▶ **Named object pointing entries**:
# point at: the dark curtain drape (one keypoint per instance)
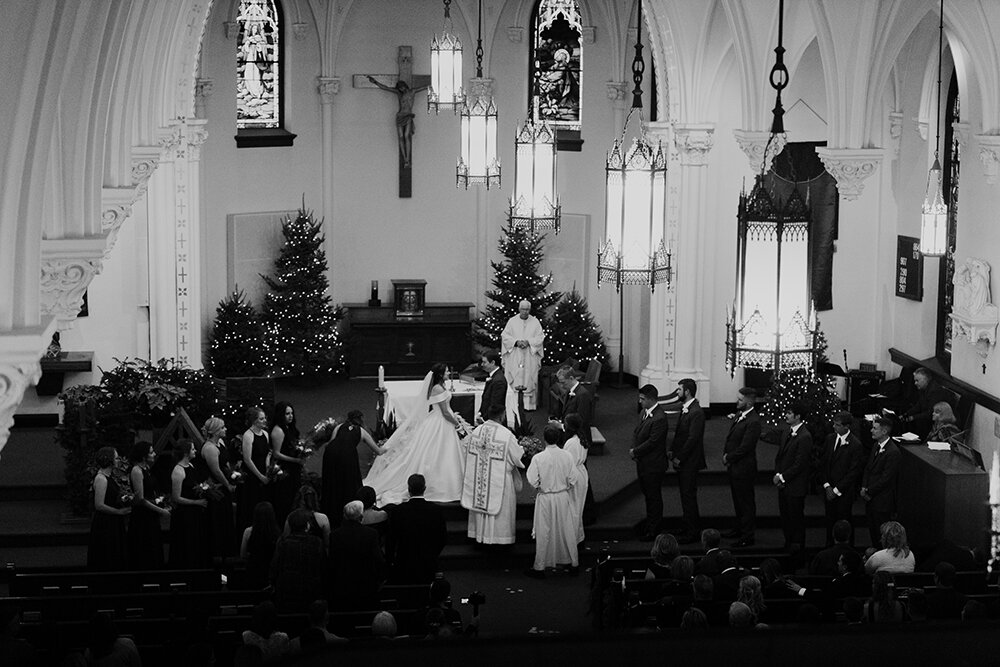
(798, 166)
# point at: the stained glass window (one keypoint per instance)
(557, 63)
(258, 86)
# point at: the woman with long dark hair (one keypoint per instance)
(284, 440)
(145, 537)
(106, 549)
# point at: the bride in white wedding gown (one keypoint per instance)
(426, 443)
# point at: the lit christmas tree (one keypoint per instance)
(516, 278)
(301, 335)
(573, 333)
(236, 341)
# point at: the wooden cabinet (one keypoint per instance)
(408, 346)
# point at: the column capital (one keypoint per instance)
(989, 156)
(327, 87)
(68, 266)
(694, 141)
(851, 167)
(753, 144)
(20, 367)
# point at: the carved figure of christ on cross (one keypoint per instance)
(405, 87)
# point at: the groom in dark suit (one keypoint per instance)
(739, 454)
(687, 453)
(649, 451)
(495, 389)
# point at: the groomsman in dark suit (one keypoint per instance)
(687, 453)
(878, 482)
(840, 472)
(739, 454)
(649, 451)
(495, 389)
(791, 476)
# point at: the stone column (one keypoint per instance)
(174, 203)
(20, 355)
(693, 341)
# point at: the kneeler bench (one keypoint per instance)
(597, 442)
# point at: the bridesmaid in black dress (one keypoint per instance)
(145, 538)
(255, 450)
(341, 469)
(220, 511)
(190, 545)
(284, 439)
(106, 549)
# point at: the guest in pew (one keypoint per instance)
(297, 567)
(145, 537)
(357, 566)
(882, 606)
(284, 440)
(319, 524)
(264, 634)
(943, 424)
(216, 458)
(341, 466)
(190, 541)
(258, 544)
(106, 648)
(255, 451)
(895, 556)
(944, 601)
(825, 562)
(665, 550)
(319, 619)
(107, 549)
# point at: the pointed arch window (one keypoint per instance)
(259, 61)
(556, 66)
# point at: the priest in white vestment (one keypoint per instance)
(553, 473)
(521, 349)
(492, 480)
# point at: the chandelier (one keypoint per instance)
(446, 68)
(934, 212)
(478, 164)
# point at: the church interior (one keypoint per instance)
(139, 188)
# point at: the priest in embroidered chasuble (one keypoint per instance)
(492, 481)
(521, 349)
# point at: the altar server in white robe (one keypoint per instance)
(521, 349)
(578, 493)
(553, 474)
(492, 480)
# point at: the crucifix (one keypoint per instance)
(405, 86)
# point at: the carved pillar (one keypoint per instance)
(753, 144)
(989, 156)
(174, 202)
(20, 353)
(693, 341)
(851, 167)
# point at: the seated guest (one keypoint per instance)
(825, 562)
(665, 550)
(319, 524)
(356, 563)
(263, 632)
(882, 606)
(319, 619)
(944, 601)
(709, 563)
(297, 566)
(741, 616)
(417, 534)
(257, 546)
(918, 418)
(942, 423)
(895, 555)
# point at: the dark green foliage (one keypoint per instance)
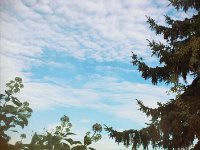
(13, 112)
(176, 124)
(60, 138)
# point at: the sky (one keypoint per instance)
(75, 59)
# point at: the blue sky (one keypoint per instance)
(74, 58)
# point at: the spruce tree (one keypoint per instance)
(175, 124)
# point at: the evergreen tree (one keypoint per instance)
(176, 124)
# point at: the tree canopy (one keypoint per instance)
(13, 112)
(175, 124)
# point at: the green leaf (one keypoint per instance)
(9, 109)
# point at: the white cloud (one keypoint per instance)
(102, 30)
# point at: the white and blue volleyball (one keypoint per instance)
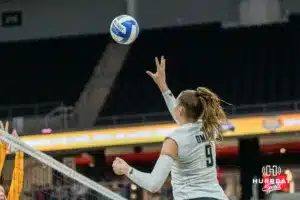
(124, 29)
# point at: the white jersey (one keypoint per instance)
(194, 172)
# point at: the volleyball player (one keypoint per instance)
(189, 152)
(18, 171)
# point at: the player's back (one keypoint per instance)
(194, 173)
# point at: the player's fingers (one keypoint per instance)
(150, 74)
(6, 125)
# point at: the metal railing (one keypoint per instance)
(232, 111)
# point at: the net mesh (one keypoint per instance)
(45, 179)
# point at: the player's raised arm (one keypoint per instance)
(150, 181)
(3, 147)
(159, 77)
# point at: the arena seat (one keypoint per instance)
(59, 68)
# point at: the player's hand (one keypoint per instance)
(120, 167)
(159, 77)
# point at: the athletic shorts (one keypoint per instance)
(204, 198)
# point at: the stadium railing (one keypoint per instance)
(232, 111)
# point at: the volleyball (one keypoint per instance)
(124, 29)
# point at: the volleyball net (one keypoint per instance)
(39, 170)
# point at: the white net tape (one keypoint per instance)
(54, 164)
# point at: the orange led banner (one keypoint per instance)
(157, 133)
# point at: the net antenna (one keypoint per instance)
(51, 162)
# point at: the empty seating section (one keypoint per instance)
(243, 65)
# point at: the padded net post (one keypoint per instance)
(58, 166)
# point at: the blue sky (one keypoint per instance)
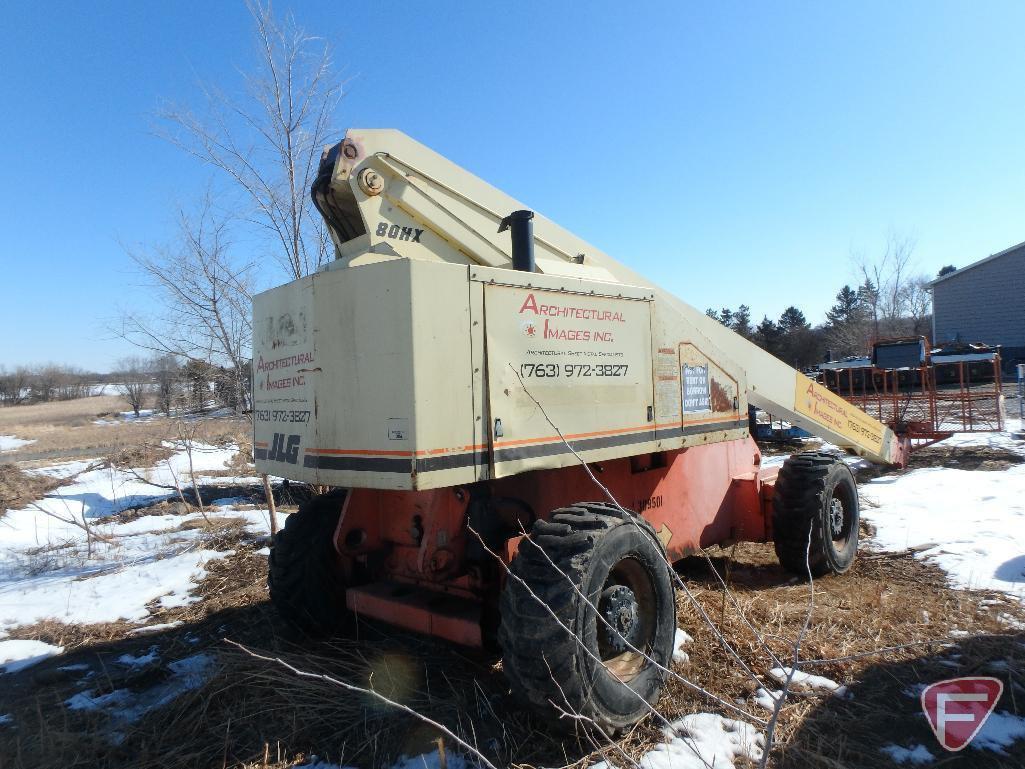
(736, 152)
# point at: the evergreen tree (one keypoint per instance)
(767, 335)
(849, 309)
(848, 328)
(791, 320)
(742, 321)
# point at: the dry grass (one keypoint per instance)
(67, 429)
(253, 714)
(17, 488)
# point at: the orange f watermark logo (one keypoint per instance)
(956, 709)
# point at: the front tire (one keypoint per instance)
(574, 662)
(304, 580)
(816, 492)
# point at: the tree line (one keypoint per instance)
(889, 302)
(45, 382)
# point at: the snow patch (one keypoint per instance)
(125, 706)
(767, 698)
(999, 731)
(130, 660)
(10, 443)
(155, 628)
(700, 740)
(970, 523)
(433, 761)
(802, 680)
(107, 597)
(679, 655)
(16, 655)
(916, 755)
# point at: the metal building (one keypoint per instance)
(984, 301)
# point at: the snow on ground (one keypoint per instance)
(16, 655)
(915, 756)
(679, 655)
(697, 741)
(51, 568)
(999, 731)
(974, 520)
(124, 706)
(767, 698)
(145, 414)
(802, 680)
(10, 443)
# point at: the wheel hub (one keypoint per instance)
(835, 517)
(618, 606)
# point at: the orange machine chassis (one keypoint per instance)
(433, 561)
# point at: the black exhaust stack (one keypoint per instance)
(522, 226)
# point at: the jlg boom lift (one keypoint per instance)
(454, 368)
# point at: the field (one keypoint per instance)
(129, 619)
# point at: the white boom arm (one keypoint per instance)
(380, 192)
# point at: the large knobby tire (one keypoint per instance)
(578, 664)
(815, 491)
(305, 583)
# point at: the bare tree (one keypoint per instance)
(885, 284)
(204, 297)
(166, 372)
(267, 140)
(918, 306)
(134, 381)
(14, 386)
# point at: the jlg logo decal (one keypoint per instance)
(284, 448)
(399, 233)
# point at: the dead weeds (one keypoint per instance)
(18, 488)
(254, 714)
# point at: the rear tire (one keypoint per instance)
(816, 491)
(305, 582)
(618, 563)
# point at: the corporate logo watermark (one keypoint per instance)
(957, 707)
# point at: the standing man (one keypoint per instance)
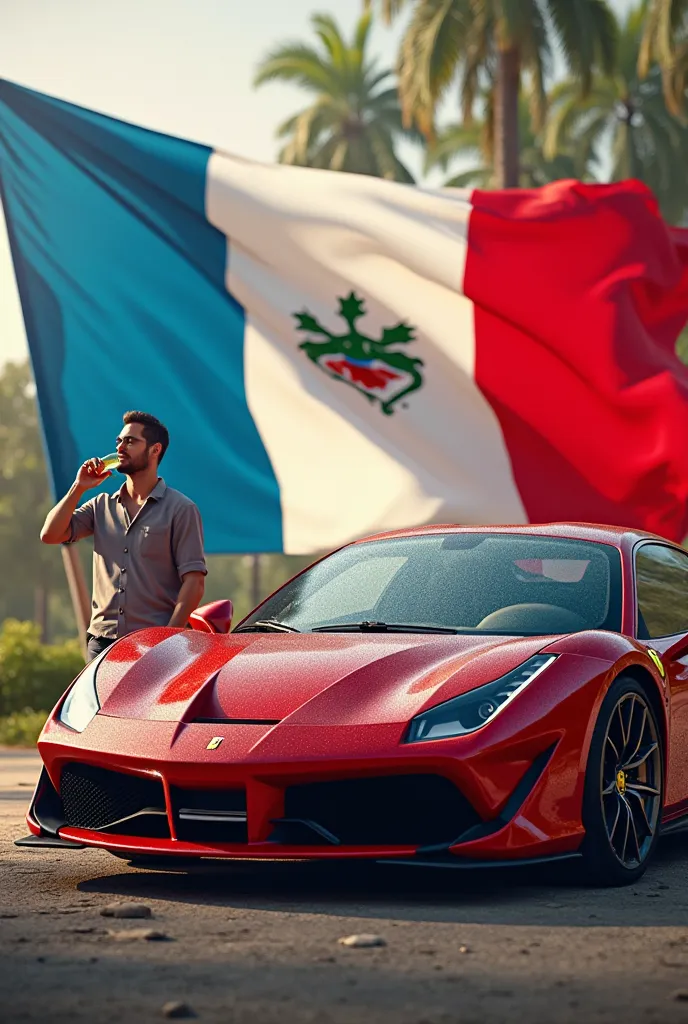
(148, 565)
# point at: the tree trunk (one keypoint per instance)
(41, 610)
(507, 167)
(255, 581)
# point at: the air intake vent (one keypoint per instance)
(391, 810)
(113, 801)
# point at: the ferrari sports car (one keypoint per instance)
(448, 696)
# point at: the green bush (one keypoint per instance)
(34, 675)
(22, 727)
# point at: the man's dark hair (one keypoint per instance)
(154, 431)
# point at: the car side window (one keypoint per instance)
(661, 588)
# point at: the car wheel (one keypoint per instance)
(624, 787)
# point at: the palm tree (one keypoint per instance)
(476, 140)
(354, 120)
(647, 142)
(665, 40)
(504, 41)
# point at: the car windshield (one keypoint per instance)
(474, 583)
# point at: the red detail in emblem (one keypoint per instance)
(361, 375)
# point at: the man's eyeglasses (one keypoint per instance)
(128, 441)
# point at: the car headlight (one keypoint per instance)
(82, 705)
(473, 710)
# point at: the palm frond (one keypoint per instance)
(588, 34)
(429, 57)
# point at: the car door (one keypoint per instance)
(661, 617)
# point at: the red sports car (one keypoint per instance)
(440, 696)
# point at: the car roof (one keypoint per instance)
(619, 537)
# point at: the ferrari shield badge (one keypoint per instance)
(657, 660)
(376, 368)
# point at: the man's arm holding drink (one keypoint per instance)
(57, 525)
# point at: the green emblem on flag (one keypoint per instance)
(373, 367)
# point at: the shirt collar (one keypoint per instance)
(157, 493)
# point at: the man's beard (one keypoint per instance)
(132, 466)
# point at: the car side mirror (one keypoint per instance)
(213, 617)
(677, 650)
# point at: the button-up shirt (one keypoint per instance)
(138, 563)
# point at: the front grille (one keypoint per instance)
(394, 810)
(113, 801)
(210, 815)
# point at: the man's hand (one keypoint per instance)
(57, 525)
(91, 474)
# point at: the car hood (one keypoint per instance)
(304, 679)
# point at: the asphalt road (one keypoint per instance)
(258, 944)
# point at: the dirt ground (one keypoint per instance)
(258, 944)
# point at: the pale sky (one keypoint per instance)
(182, 67)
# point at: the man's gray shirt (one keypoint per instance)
(138, 563)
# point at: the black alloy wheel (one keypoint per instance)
(624, 786)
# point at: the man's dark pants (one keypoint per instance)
(95, 645)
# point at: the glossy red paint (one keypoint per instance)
(302, 708)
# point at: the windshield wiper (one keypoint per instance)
(267, 626)
(369, 627)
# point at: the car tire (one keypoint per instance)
(624, 788)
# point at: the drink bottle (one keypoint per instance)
(111, 461)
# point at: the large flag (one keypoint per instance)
(336, 354)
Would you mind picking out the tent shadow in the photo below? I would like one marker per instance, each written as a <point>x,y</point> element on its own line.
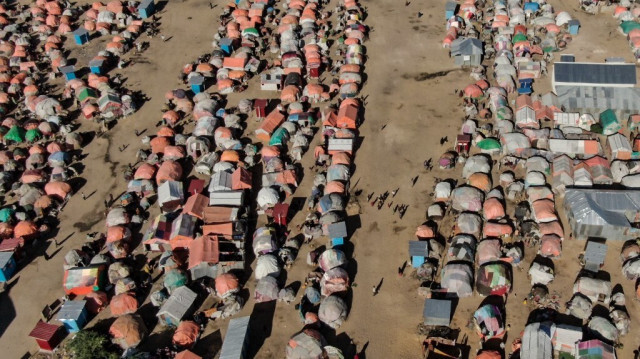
<point>210,345</point>
<point>261,322</point>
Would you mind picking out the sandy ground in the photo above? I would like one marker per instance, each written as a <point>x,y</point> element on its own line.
<point>409,88</point>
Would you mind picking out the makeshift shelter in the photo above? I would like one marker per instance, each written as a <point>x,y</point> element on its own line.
<point>235,344</point>
<point>437,312</point>
<point>594,289</point>
<point>177,307</point>
<point>83,280</point>
<point>74,315</point>
<point>186,334</point>
<point>170,195</point>
<point>536,341</point>
<point>128,331</point>
<point>489,322</point>
<point>594,349</point>
<point>457,278</point>
<point>603,213</point>
<point>48,336</point>
<point>307,344</point>
<point>124,303</point>
<point>493,278</point>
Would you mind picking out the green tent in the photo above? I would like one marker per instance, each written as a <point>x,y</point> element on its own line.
<point>174,279</point>
<point>609,122</point>
<point>519,37</point>
<point>6,214</point>
<point>15,134</point>
<point>489,144</point>
<point>279,137</point>
<point>33,135</point>
<point>627,26</point>
<point>85,93</point>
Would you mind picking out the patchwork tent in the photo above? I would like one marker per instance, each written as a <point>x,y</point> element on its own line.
<point>457,278</point>
<point>493,278</point>
<point>489,322</point>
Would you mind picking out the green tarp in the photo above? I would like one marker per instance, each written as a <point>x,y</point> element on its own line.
<point>627,26</point>
<point>489,144</point>
<point>279,137</point>
<point>33,135</point>
<point>15,134</point>
<point>609,122</point>
<point>6,214</point>
<point>86,93</point>
<point>519,37</point>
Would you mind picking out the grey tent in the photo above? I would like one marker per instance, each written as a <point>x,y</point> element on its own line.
<point>437,312</point>
<point>177,306</point>
<point>235,341</point>
<point>603,213</point>
<point>332,311</point>
<point>536,341</point>
<point>307,344</point>
<point>266,289</point>
<point>467,51</point>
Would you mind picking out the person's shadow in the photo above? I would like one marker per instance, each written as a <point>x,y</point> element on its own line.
<point>362,353</point>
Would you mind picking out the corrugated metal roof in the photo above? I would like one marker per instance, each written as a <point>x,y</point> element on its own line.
<point>71,310</point>
<point>602,207</point>
<point>44,331</point>
<point>592,73</point>
<point>594,99</point>
<point>234,340</point>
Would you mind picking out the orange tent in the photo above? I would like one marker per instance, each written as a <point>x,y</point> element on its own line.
<point>347,117</point>
<point>481,181</point>
<point>96,301</point>
<point>225,283</point>
<point>118,233</point>
<point>145,171</point>
<point>493,209</point>
<point>186,334</point>
<point>25,229</point>
<point>290,94</point>
<point>203,249</point>
<point>341,158</point>
<point>158,144</point>
<point>165,131</point>
<point>489,354</point>
<point>6,230</point>
<point>171,118</point>
<point>230,156</point>
<point>186,354</point>
<point>241,179</point>
<point>169,171</point>
<point>195,205</point>
<point>334,187</point>
<point>172,152</point>
<point>424,231</point>
<point>550,245</point>
<point>59,190</point>
<point>225,229</point>
<point>122,304</point>
<point>218,214</point>
<point>273,120</point>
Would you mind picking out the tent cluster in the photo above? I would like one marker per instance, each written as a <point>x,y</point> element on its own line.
<point>323,301</point>
<point>629,25</point>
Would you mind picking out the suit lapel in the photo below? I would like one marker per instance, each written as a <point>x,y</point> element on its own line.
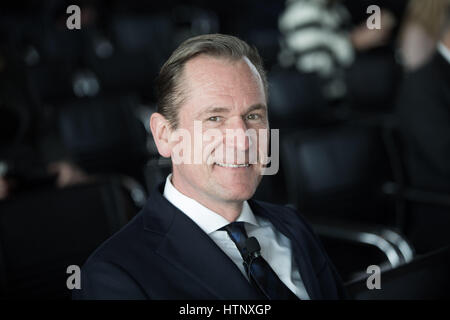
<point>291,230</point>
<point>193,252</point>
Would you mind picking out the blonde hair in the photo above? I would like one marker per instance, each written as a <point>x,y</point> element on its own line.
<point>432,15</point>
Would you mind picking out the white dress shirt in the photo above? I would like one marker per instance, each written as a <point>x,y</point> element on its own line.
<point>275,247</point>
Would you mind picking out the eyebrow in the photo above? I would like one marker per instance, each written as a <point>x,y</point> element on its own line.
<point>213,109</point>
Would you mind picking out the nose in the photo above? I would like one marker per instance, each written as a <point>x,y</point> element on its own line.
<point>235,135</point>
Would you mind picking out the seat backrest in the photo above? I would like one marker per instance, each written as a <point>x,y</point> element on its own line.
<point>44,231</point>
<point>427,277</point>
<point>336,171</point>
<point>103,133</point>
<point>295,99</point>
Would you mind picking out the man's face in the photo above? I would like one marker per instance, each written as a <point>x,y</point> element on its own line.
<point>222,95</point>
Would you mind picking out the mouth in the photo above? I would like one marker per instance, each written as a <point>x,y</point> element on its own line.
<point>230,165</point>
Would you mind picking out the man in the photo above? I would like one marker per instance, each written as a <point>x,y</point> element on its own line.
<point>184,244</point>
<point>423,112</point>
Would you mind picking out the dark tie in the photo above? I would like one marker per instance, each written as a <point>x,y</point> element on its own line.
<point>260,273</point>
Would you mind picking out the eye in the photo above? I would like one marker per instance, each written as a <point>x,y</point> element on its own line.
<point>254,116</point>
<point>214,119</point>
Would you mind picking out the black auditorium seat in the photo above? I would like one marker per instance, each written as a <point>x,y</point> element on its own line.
<point>44,231</point>
<point>425,278</point>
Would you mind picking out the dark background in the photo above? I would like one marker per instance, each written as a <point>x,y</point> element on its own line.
<point>85,96</point>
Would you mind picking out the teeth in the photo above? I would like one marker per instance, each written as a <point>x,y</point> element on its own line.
<point>226,165</point>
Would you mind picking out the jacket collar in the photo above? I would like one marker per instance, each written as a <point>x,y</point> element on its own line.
<point>193,252</point>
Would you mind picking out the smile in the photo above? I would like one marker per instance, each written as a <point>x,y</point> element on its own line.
<point>228,165</point>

▶ **Requirement**: Could you output the rows from the line with "Would you mind picking out the grey" to the line with "<point>234,340</point>", both included, as a JSON list of strings, one string per line and no blank lines?

▶ **Task result**:
[
  "Would you mind picking out the grey tent in the photo above? I would like one marker per instance, each written as a <point>x,y</point> element on its own line.",
  "<point>437,312</point>",
  "<point>177,306</point>",
  "<point>235,341</point>",
  "<point>603,213</point>",
  "<point>332,311</point>",
  "<point>536,341</point>",
  "<point>307,344</point>",
  "<point>266,289</point>",
  "<point>467,51</point>",
  "Would you mind picking out the person's shadow in the photo above? I would like one marker per instance, each written as a <point>x,y</point> element on its own line.",
  "<point>362,353</point>",
  "Would you mind picking out the corrugated metal roof in the photo above? I would like one marker per instance, each written as a <point>x,y</point> element on its own line.",
  "<point>71,310</point>",
  "<point>602,207</point>",
  "<point>44,331</point>",
  "<point>592,73</point>",
  "<point>594,99</point>",
  "<point>234,340</point>"
]